--- Challenges ---
(a) Reproduce word for word the part of the Python iterators lesson that opens with the words "#### [<< Previous" and closes with "- [Credits](#credits)".
(b) In the Python iterators lesson, what error message appears when next() is called directly on a list?
(c) Continue the Python lesson on iterators and generators from the point where it stops.

# I. Introduction to Python > 21. Iterators and Generators


#### [<< Previous lesson](./20_Errors-and-Exceptions.ipynb)   |   [Next lesson >>](./22-Decorators.ipynb)

<hr>
&nbsp;

## Table of content

- [1. Iterables and Iterators](#1)
- [2. Generators](#2)
    - [2.1. Generator functions and generator objects](#2.1)
    - [2.2. Generator expressions](#2.2)
- [3. The itertools Module](#3)
- [Credits](#credits)

<hr>
&nbsp;

## <a id="1"></a>1. Iterables and Iterators

We have seen that by using`for` we can iterate over objects.

In [1]:
# here we iterate over a list
for i in [1, 2, 3, 4]:
    print(i)

1
2
3
4


In [2]:
# we iterate over a string
for char in "python":
    print(char)

p
y
t
h
o
n


In [3]:
# we iterate over a dictionary
for key in {"x": 1, "y": 2}:
    print(key)

x
y


Objects which can be used with a `for` loop are called **iterables**. And to be able to use a `for` loop, an object must implement the **iterator protocol** (the `__iter__` method).


The `__iter__` returns an **iterator**. So this means that an **iterable** is any object that can return an iterator.

And an **iterator** is an object that return a value, one element at a time. It uses the the `__next__` method.

![iterable vs iterator](./attachments/iterable-vs-iterator.png)



So to summarize, in order to receive the element one by one, and sequentially, the iterable is converted to an iterator first, and then the `next()` method is used to get the elements from the iterator:
- Iter-**ables** are able to be iterated over
- Iter-**ators** are the agents that perform the iteration

In [4]:
# let's create the following list
mylist = [1, 2, 3]

We get an iterator from any iterable by using the `iter()` function

In [5]:
# mylist is an iterable, so we can call the iter() method on it
my_iterator =  iter(mylist)

In [6]:
# but it is not an iterator, so we can NOT call next() on it
next(mylist)

TypeError: 'list' object is not an iterator

In [7]:
# my_iterator is an iterator
my_iterator

<list_iterator at 0x7f5fccad0f10>

In [8]:
# check
type(my_iterator)

list_iterator

Once we have an iterator, the only thing you can do with it is get its next item.

--- Raw data ---
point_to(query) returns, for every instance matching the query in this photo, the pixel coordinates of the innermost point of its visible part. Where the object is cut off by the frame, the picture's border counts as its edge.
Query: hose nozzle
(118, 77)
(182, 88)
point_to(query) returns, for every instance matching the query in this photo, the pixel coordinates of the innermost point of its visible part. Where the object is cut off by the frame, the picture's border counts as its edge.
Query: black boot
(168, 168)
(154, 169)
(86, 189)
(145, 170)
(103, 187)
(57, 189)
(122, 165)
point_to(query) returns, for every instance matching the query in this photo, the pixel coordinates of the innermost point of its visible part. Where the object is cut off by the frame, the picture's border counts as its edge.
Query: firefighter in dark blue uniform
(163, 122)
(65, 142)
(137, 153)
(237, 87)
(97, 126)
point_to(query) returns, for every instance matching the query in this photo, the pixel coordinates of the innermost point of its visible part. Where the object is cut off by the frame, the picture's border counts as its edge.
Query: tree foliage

--- Solved tasks ---
(a)
#### [<< Previous lesson](./20_Errors-and-Exceptions.ipynb)   |   [Next lesson >>](./22-Decorators.ipynb)

<hr>
&nbsp;

## Table of content

- [1. Iterables and Iterators](#1)
- [2. Generators](#2)
    - [2.1. Generator functions and generator objects](#2.1)
    - [2.2. Generator expressions](#2.2)
- [3. The itertools Module](#3)
- [Credits](#credits)

(b) TypeError: 'list' object is not an iterator

(c)
In [9]:
# 1st element
next(my_iterator)

1

In [10]:
# 2nd element
next(my_iterator)

2

In [11]:
# 3rd element
next(my_iterator)

3

In [12]:
# no more elements
next(my_iterator)

StopIteration: 

We get a stop iteration exception if we ask for the next item but there aren’t anymore items.

**NOTE:** once an iterator is consumed, we can no longer iterate over it:

In [13]:
# iterating over my_iterator
my_iterator =  iter(mylist)
[x for x in my_iterator]

[1, 2, 3]

In [14]:
# reiterating over it will return an empty list
[x for x in my_iterator]

[]

**NOTE:** to be very precise, an **iterator is always an iterable** but **not every iterable is a iterator**. An iterator always has the `__iter__` method.

In [15]:
# let's reuse our previous iterator
my_iterator =  iter(mylist)

In [16]:
# check
type(my_iterator)

list_iterator

In [17]:
# we can apply the iter() method on an iterator (so it's an iterable too)
iter(my_iterator)

<list_iterator at 0x7f5fccad0dc0>

&nbsp;  

In practice we prefer to use use a `for` loop than to se the `__next__` method. But they are equivalent.

In [18]:
# the above successive next() are equivalent to this 'for' loop
for number in mylist:
    print(number)

1
2
3


Internally, the `for` loop uses `iter()` to create an iterator object and then apply the `next()` method.

And the reason why we don’t get an error at the end is because it will automatically catches it error and stops calling `next()`.

In [19]:
# this is what a 'for' loop actually looks like internally:
my_iterator = iter(mylist)

while True:
    try:
        number = next(my_iterator)  # get the next item
        #                         # do something with element
        
    except StopIteration:         # if StopIteration is raised
        break                     # break from loop

Ironically, the `for` loop is actually an infinite `while` loop.

&nbsp;


**NOTE:** As we said in previous lessons, `zip()`, `map()` and `filter()` are examples of functions that returns iterators.

In [20]:
# zip objects returns iterators
zip_A = zip([1, 2, 3], ['a', 'b', 'c'])

In [21]:
# which means we can apply next() on them
next(zip_A)

(1, 'a')

In [22]:
next(zip_A)

(2, 'b')

In [23]:
next(zip_A)

(3, 'c')

In [24]:
# until they are exhausted
next(zip_A)

StopIteration: 

In [25]:
# and we can only use them once
list(zip_A)

[]

In [26]:
# we can for example convert it as a list
zip_A = zip([1, 2, 3], ['a', 'b', 'c'])
list(zip_A)

[(1, 'a'), (2, 'b'), (3, 'c')]

In [27]:
# and of course, after that it is gone
next(zip_A)

StopIteration: 

In [28]:
 # map objects also returns iterators
map_A = map(len, ['abc', 'de', 'fghi'])

In [29]:
next(map_A)

3

&nbsp;


Check the [python documentation](https://docs.python.org/3/library/stdtypes.html#iterator-types) for more information on iterators.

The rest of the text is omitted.